# YOUR OBJECTIVE:
Could you give every record again, exactly as it reads?

# SOURCE DATA:

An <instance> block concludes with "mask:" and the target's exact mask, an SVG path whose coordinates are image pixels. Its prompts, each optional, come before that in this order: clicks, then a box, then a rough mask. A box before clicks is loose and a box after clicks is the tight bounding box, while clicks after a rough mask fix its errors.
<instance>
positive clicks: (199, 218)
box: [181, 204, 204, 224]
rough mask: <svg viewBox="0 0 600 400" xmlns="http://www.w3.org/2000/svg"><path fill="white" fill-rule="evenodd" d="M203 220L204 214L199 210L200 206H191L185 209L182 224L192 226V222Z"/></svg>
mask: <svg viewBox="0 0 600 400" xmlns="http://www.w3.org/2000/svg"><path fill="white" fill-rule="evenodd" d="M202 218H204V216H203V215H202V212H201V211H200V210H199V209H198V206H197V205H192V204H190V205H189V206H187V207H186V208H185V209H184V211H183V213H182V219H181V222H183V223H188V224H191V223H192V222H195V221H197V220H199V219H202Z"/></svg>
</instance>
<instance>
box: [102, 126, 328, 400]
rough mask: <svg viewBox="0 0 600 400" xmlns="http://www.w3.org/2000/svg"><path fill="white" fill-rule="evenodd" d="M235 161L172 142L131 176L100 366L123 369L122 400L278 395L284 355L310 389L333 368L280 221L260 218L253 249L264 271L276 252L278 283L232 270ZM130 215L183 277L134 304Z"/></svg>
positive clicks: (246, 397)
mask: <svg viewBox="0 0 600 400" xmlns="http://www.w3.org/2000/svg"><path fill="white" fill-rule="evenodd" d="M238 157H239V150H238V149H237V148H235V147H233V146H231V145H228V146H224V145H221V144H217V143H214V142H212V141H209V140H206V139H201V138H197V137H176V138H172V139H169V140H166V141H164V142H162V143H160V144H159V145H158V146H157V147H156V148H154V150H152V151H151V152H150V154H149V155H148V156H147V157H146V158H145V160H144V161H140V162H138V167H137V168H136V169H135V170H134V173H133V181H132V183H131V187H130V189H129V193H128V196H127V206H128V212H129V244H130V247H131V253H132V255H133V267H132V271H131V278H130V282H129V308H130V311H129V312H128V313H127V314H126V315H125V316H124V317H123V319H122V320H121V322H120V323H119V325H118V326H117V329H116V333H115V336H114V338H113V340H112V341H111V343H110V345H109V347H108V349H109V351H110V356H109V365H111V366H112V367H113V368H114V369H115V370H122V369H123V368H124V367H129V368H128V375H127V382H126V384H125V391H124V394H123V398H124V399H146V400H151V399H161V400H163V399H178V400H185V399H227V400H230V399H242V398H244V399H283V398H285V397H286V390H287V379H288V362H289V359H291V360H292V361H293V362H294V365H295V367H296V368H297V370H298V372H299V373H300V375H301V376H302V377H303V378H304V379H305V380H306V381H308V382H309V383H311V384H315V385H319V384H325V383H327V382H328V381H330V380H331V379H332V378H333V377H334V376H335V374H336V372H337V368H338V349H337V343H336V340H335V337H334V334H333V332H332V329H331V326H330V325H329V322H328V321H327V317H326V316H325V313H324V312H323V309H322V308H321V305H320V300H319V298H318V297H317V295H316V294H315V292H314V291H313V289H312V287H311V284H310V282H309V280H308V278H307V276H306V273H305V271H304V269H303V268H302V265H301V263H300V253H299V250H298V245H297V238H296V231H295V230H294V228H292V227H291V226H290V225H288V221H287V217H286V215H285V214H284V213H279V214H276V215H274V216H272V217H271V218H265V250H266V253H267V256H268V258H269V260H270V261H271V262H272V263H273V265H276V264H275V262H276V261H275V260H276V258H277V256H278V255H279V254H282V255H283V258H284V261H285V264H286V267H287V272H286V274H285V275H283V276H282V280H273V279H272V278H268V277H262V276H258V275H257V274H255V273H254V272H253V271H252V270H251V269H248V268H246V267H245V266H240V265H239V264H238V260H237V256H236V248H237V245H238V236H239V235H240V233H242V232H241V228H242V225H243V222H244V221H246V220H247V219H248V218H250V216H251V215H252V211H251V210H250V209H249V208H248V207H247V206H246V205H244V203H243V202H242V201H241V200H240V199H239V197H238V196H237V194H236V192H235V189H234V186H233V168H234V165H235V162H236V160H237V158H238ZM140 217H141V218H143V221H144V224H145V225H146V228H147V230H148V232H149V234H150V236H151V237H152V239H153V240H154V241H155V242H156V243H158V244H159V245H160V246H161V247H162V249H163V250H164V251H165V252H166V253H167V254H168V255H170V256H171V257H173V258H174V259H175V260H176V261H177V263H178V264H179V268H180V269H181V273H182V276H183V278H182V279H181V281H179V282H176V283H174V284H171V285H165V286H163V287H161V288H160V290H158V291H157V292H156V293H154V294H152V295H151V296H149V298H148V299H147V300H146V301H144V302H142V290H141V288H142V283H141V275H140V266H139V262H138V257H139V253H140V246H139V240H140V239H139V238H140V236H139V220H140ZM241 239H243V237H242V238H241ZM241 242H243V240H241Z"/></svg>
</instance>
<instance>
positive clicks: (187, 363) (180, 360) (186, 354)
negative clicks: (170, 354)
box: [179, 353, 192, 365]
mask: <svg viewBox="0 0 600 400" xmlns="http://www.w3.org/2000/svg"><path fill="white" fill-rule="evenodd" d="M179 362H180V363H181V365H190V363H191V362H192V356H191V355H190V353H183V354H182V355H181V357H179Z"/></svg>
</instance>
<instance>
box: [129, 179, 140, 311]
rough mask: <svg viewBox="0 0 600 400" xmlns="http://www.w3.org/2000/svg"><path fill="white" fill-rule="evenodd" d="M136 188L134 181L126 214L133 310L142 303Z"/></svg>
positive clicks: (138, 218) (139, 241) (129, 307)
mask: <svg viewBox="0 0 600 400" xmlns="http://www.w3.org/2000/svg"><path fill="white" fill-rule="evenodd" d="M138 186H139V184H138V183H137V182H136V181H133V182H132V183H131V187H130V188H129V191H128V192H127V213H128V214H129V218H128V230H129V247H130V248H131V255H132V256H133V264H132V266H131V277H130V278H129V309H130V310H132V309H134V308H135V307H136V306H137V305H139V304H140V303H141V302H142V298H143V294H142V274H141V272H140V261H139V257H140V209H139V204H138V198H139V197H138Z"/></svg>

# EXERCISE ANSWER:
An <instance> block concludes with "mask:" and the target's exact mask, an SVG path whose coordinates are image pixels. Its prompts, each optional, come before that in this order: clicks, then a box, then a rough mask. A box before clicks is loose and a box after clicks is the tight bounding box, while clicks after a rough mask fix its errors.
<instance>
positive clicks: (199, 218)
box: [181, 204, 204, 224]
rough mask: <svg viewBox="0 0 600 400" xmlns="http://www.w3.org/2000/svg"><path fill="white" fill-rule="evenodd" d="M203 220L204 214L199 210L200 206H191L185 209L182 224L192 226V222Z"/></svg>
mask: <svg viewBox="0 0 600 400" xmlns="http://www.w3.org/2000/svg"><path fill="white" fill-rule="evenodd" d="M202 218H204V216H203V215H202V212H201V211H200V210H199V209H198V206H197V205H192V204H190V205H189V206H187V207H186V208H185V209H184V211H183V213H182V219H181V222H183V223H188V224H191V223H192V222H195V221H197V220H199V219H202Z"/></svg>
</instance>
<instance>
box: [102, 126, 328, 400]
rough mask: <svg viewBox="0 0 600 400" xmlns="http://www.w3.org/2000/svg"><path fill="white" fill-rule="evenodd" d="M235 161L172 142L131 176L100 366L123 369L122 400L278 395L284 355L310 389L333 368L280 221L260 218L253 249L264 271L276 252L278 283L232 270ZM130 215L183 277L134 304Z"/></svg>
positive clicks: (246, 397)
mask: <svg viewBox="0 0 600 400" xmlns="http://www.w3.org/2000/svg"><path fill="white" fill-rule="evenodd" d="M238 157H239V150H238V149H237V148H235V147H233V146H231V145H228V146H224V145H221V144H217V143H214V142H212V141H209V140H206V139H201V138H197V137H176V138H172V139H169V140H166V141H164V142H162V143H160V144H159V145H158V146H157V147H156V148H154V150H152V151H151V152H150V154H149V155H148V156H147V157H146V158H145V160H144V161H140V162H138V167H137V168H136V169H135V170H134V173H133V181H132V183H131V187H130V189H129V193H128V196H127V206H128V212H129V244H130V247H131V253H132V255H133V267H132V271H131V278H130V282H129V308H130V311H129V312H128V313H127V314H126V315H125V316H124V317H123V319H122V320H121V322H120V323H119V325H118V326H117V329H116V333H115V336H114V338H113V340H112V341H111V343H110V345H109V347H108V349H109V351H110V356H109V365H111V366H112V367H113V368H114V369H115V370H122V369H123V368H124V367H129V368H128V375H127V382H126V384H125V391H124V394H123V398H124V399H146V400H151V399H161V400H163V399H178V400H185V399H227V400H230V399H242V398H244V399H283V398H285V397H286V390H287V379H288V362H289V359H291V360H292V361H293V362H294V365H295V367H296V368H297V370H298V372H299V373H300V375H301V376H302V377H303V378H304V379H305V380H306V381H308V382H309V383H311V384H315V385H319V384H325V383H327V382H328V381H330V380H331V379H332V378H333V377H334V376H335V374H336V372H337V368H338V349H337V343H336V340H335V337H334V334H333V332H332V329H331V326H330V325H329V322H328V321H327V317H326V316H325V313H324V312H323V309H322V308H321V305H320V300H319V298H318V297H317V295H316V294H315V292H314V291H313V289H312V287H311V284H310V282H309V280H308V278H307V276H306V273H305V271H304V269H303V268H302V265H301V263H300V253H299V250H298V245H297V238H296V231H295V230H294V228H292V227H291V226H290V225H288V221H287V217H286V215H285V214H284V213H279V214H276V215H274V216H272V217H271V218H265V250H266V253H267V256H268V258H269V260H270V261H271V262H272V263H273V265H276V264H275V262H276V261H275V260H276V258H277V256H278V255H279V254H282V255H283V258H284V261H285V264H286V267H287V272H286V274H285V275H283V276H282V280H273V279H272V278H268V277H262V276H258V275H257V274H255V273H254V272H253V271H252V270H251V269H248V268H246V267H245V266H240V265H239V264H238V260H237V256H236V248H237V245H238V236H239V235H240V233H242V232H241V228H242V225H243V222H244V221H246V220H247V219H248V218H250V216H251V215H252V211H251V210H250V209H249V208H248V207H247V206H246V205H244V203H243V202H242V201H241V200H240V199H239V197H238V196H237V194H236V192H235V189H234V186H233V168H234V165H235V162H236V160H237V158H238ZM140 217H141V218H143V221H144V224H145V225H146V228H147V230H148V232H149V234H150V236H151V237H152V239H153V240H154V241H155V242H156V243H158V244H159V245H160V246H161V247H162V249H163V250H164V251H165V252H166V253H167V254H168V255H170V256H171V257H173V258H174V259H175V260H176V261H177V263H178V264H179V268H180V269H181V273H182V276H183V278H182V279H181V281H179V282H176V283H174V284H171V285H165V286H163V287H161V288H160V290H158V291H157V292H156V293H154V294H152V295H151V296H149V298H148V299H147V300H146V301H144V302H142V290H141V288H142V283H141V275H140V266H139V262H138V257H139V253H140V246H139V240H140V239H139V238H140V236H139V220H140ZM241 239H243V237H242V238H241ZM241 242H243V240H241Z"/></svg>
</instance>
<instance>
positive clicks: (187, 363) (180, 360) (186, 354)
negative clicks: (170, 354)
box: [179, 353, 192, 365]
mask: <svg viewBox="0 0 600 400" xmlns="http://www.w3.org/2000/svg"><path fill="white" fill-rule="evenodd" d="M179 362H180V363H181V365H190V363H191V362H192V356H191V355H190V353H183V354H182V355H181V357H179Z"/></svg>
</instance>
<instance>
box: [129, 179, 140, 311]
rough mask: <svg viewBox="0 0 600 400" xmlns="http://www.w3.org/2000/svg"><path fill="white" fill-rule="evenodd" d="M136 188L134 181L126 214L133 310L142 303Z"/></svg>
positive clicks: (138, 218) (139, 241) (129, 307)
mask: <svg viewBox="0 0 600 400" xmlns="http://www.w3.org/2000/svg"><path fill="white" fill-rule="evenodd" d="M138 186H139V184H138V183H137V182H136V181H133V182H132V183H131V187H130V188H129V191H128V192H127V213H128V214H129V218H128V230H129V247H130V248H131V255H132V256H133V264H132V266H131V277H130V278H129V309H130V310H132V309H134V308H135V307H136V306H137V305H139V304H140V303H141V302H142V298H143V294H142V274H141V272H140V261H139V257H140V209H139V204H138V198H139V197H138Z"/></svg>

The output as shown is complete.